- Task objective: Could you extend the reflection on quarantine and creative freedom, picking up right after its final sentence?

- Provided text:
※ ※ ※

For me the quarantine has been a gift, I feel sorry for all those people who has suffered the consequences of this damned virus and I have to say that I haven’t been always well or happy while I had been stocked in this place, but actually this time for me was a treasure because all the pressure I had from family and friends, about what is right to do for my future, disappeared. I have never felt as free as I have been experiencing during this period, it was just a time to creat, regardless what. With each work I discovered a part of myself, the origin of my feelings and I finally faced problems and internal fights I always had with my body and identity.
Now I really understand that fashion is more than a piece of clothing and that my work and concepts are much better when I use a piece of wood than some fabric.

※ ※ ※

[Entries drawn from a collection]
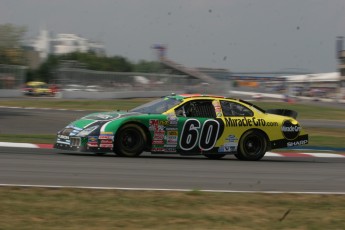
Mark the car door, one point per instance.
(198, 127)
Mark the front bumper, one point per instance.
(82, 148)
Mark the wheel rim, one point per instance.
(253, 145)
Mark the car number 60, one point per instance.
(191, 134)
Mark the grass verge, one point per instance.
(45, 208)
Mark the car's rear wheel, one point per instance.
(130, 141)
(214, 156)
(252, 146)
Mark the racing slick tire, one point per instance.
(252, 146)
(130, 141)
(214, 156)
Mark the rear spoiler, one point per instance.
(283, 112)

※ ※ ※

- Task answer:
My dress is big and lightweight, I do not need any suitcase or wardrobe for moving it or keeping it. It is in the atmosphere I had been creating during these days of isolation, it is in the memories, the knowledge and the imaginary I take back to my home, in Spain and u will carry with me am everyday. It is the light that gave me company and helped me to explore the limits between reality and fantasy.
That light is me and also the shadows around around it. This inspired me to do this performance in which I frame the light from 2:30 pm to 9:45 pm. It is a child act in which I try to trape the moment and the light that comes through my window, but it is imposible because time is fluid and lights are many, as many as me.